╭─ Selection

Finally, the tool allows users to have an all-around environmental evaluation of the company, thanks to the pre-set CO₂ emissions calculations and thanks to the water section, which gives the company a dedicated set of tables to estimate water consumption, in accordance with the recommendations of the UE Directive 1791/2023.

Environmental evaluations are introduced with the aim to raise awareness among SMEs, contributing to link the energy efficiency dimension with decarbonization strategy. The tool has also been promoted in the Awareness Campaign for SMEs financed by the Ministry of Environment and Energy Security and managed by ENEA, fulfilling its role of Italian Agency for New Technologies, Environment and Sustainable Development.

4.2. Comparison with Other Available Tools

Following, a comparison between ATENEA4SME and the other alternatives listed in this paper.

Based on what is listed in Section 2, some conclusions may be drawn. The four tools performing quantitative assessments on all the studied dimensions (Energy, Economy, Environment) are RETScreen^® (provided by the Government of Canada), Energy Performance Indicator Tool and PEPEx (provided by the government of the U.S.) and ATENEA4SME. The four of them focus on industry and tertiary sectors, thus providing the analyses for all kind of users.

However, Energy Performance Indicator Tool, despite being a quantitative tool, works basically on regression analysis. Its strength is to rely on a large amount of background data in order to provide, based on some input data, an analysis of where the plant is, respect to a benchmark. Thus, its work is to provide insight on the comparison between the plant and the competitors on the same market. The tool also includes the calculation of the energy-related CO₂ emissions, but does not cover, however, the economic aspects of EPIAs, nor the calculation of direct water consumption.

PEPEx is more similar to ATENEA4SME, requiring plant managers to insert some basic inputs, such as monthly electricity and fuels consumption profiles and plant utilizations, as well as primary and secondary energy source for each service (i.e., compressed air, blowers, HVAC, lighting, etc.) or monthly production. It also provides users with pre-calculated scorecards helping to evaluate the energy saving opportunities. Despite being pretty similar to ATHENEA4SME on the energy evaluation side, PEPEx does not provide an insight on the environmental performance.

RETScreen^® instead performs the assessment of the energy performance, the economic analysis of EPIAs and the calculation of water consumption and of CO₂ emissions. RETScreen^® is one of the most complete energy management tools online, since it provides multiple analyses, such as:

• Benchmark Analysis, which allows the user to compare the energy performance of the facility with a benchmark, based on climatic conditions, of expected energy consumption or production of reference facilities. It also includes an assessment of possible improvements, starting from the comparison itself.
• Feasibility Analysis, a five-step standard analysis, based on a wide database of clean energy projects templates and case studies, to evaluate the feasibility of the EPIAs.
• Performance Analysis, to compare the actual energy consumption to the expected one, calculated on the basis of actual weather data.
• Portfolio Analysis, to compare the performance of many facilities belonging to the same firm.

A deeper look at the two tools allows to see the differences. First, RETScreen^® is focused on benchmarking the plant performance according to climatic conditions. ATENEA4SME, instead, allows the user to benchmark the plant with respect to the mean performance of other plants in the same NACE sector: this feature allows to have a better comparison, especially for those activities where the impact on energy performance of the facility due to climatic conditions is not so strong (manufacture in general and most energy intensive sectors in particular). This makes ATENEA4SME more similar to the U.S. Energy Performance Indicator Tool, whereas both tools can rely on a large database. Secondly, while RETScreen^® is not focused on SMEs, ATENEA4SME is tailored to the needs of SMEs, with the aim of making the user more familiar with the energy audit. The process is guided step by step, especially in the inventory section, which allows the user to have a thorough knowledge of their energy consumption. Being tailored on SMES, the tool does not consider the possibility of comparing more facilities: in Italy, in fact, the vast majority of SMEs have just one facility, thus making it pointless to introduce a comparison analysis for more plants.

╰─

## Brief
Copy word for word the stretch of the energy tools comparison from "4.2. Comparison with" through "kind of users.".

╭─ Record list

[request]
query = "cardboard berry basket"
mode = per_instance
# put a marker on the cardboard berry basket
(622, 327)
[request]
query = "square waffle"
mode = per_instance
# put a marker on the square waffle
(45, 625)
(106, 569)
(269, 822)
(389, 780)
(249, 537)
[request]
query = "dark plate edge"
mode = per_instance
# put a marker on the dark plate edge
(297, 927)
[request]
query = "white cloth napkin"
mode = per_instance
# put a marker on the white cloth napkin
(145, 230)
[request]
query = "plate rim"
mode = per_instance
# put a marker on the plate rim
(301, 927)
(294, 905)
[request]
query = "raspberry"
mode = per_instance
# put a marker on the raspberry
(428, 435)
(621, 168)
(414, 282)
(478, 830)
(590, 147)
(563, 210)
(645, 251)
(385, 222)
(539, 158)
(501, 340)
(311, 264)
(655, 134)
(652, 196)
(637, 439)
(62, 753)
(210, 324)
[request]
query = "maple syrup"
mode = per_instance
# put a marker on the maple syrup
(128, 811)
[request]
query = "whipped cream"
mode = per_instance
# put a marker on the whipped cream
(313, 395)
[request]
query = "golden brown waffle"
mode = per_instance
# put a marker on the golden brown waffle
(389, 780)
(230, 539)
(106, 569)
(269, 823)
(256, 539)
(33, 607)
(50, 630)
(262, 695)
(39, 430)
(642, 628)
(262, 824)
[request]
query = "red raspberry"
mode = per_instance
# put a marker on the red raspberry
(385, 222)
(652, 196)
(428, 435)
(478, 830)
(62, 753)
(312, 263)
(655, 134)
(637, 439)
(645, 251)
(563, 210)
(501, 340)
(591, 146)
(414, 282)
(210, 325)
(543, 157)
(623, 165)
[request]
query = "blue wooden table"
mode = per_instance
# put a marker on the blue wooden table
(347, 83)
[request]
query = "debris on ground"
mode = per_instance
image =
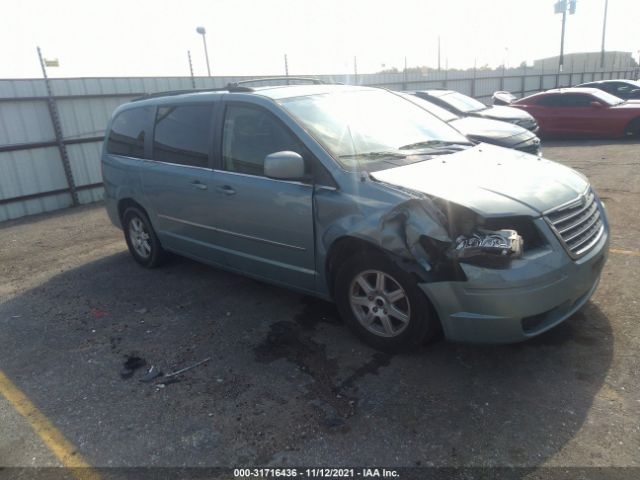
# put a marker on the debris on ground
(186, 369)
(132, 364)
(151, 374)
(97, 313)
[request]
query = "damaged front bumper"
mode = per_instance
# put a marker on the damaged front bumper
(536, 292)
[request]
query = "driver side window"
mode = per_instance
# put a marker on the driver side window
(250, 134)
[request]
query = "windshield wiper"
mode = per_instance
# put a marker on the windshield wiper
(374, 155)
(435, 145)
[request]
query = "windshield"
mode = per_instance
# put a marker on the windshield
(441, 113)
(370, 126)
(462, 102)
(607, 98)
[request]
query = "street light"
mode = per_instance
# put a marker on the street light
(203, 32)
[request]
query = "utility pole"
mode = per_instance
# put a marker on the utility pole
(193, 80)
(604, 29)
(564, 21)
(355, 69)
(203, 32)
(404, 74)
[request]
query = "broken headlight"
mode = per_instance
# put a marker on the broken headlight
(500, 244)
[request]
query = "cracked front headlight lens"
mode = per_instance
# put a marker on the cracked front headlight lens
(500, 243)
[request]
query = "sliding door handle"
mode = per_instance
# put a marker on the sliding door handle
(226, 189)
(198, 184)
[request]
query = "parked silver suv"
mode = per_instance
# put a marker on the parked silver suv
(359, 196)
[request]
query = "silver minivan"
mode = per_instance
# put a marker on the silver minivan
(357, 195)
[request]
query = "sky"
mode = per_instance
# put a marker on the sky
(117, 38)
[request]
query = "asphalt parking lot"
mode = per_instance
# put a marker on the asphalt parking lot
(286, 383)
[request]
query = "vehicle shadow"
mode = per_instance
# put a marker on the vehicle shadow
(286, 383)
(588, 142)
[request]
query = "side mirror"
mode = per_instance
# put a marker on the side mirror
(284, 166)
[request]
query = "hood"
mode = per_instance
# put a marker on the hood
(498, 112)
(490, 129)
(632, 104)
(490, 180)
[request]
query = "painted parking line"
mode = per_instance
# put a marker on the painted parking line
(55, 441)
(633, 253)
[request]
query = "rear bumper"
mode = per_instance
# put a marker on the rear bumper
(539, 291)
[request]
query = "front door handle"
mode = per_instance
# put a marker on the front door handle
(198, 184)
(226, 189)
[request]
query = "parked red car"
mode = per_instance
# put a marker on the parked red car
(582, 112)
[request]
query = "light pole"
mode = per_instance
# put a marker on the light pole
(604, 31)
(561, 7)
(203, 32)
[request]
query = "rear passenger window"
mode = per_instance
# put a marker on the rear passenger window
(182, 134)
(577, 100)
(127, 132)
(250, 134)
(550, 101)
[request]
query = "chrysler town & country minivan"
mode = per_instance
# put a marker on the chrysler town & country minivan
(358, 196)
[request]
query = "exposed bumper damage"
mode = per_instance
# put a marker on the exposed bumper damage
(485, 286)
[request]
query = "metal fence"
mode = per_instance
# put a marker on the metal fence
(51, 131)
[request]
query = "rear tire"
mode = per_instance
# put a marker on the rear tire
(143, 243)
(633, 128)
(383, 304)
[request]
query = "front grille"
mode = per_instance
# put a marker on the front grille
(578, 225)
(532, 148)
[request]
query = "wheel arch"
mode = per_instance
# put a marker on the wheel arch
(128, 202)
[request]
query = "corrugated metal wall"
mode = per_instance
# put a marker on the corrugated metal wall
(32, 174)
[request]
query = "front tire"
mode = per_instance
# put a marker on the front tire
(383, 304)
(143, 243)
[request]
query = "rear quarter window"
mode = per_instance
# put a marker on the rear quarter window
(128, 131)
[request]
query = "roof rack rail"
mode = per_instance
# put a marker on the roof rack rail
(239, 86)
(285, 79)
(229, 88)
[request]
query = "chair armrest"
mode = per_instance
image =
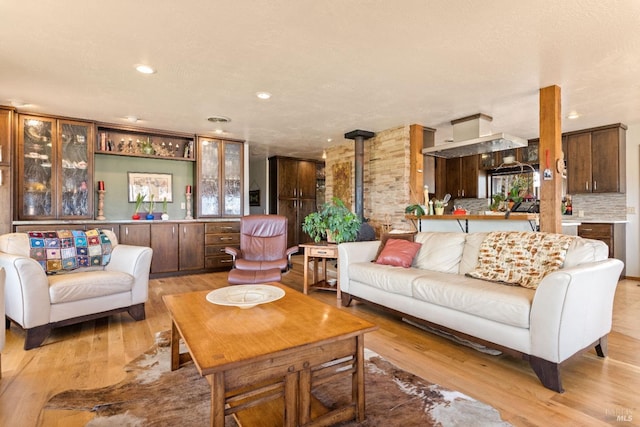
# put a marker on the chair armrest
(352, 252)
(27, 299)
(136, 261)
(572, 308)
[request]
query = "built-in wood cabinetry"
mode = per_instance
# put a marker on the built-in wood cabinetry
(464, 178)
(219, 176)
(596, 160)
(292, 186)
(6, 139)
(613, 234)
(219, 235)
(177, 247)
(54, 159)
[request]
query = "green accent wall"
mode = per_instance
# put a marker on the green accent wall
(113, 171)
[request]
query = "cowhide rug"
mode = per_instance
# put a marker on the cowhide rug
(152, 395)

╰─

## Written response
4.2. Comparison with Other Available Tools

Following, a comparison between ATENEA4SME and the other alternatives listed in this paper.

Based on what is listed in Section 2, some conclusions may be drawn. The four tools performing quantitative assessments on all the studied dimensions (Energy, Economy, Environment) are RETScreen^® (provided by the Government of Canada), Energy Performance Indicator Tool and PEPEx (provided by the government of the U.S.) and ATENEA4SME. The four of them focus on industry and tertiary sectors, thus providing the analyses for all kind of users.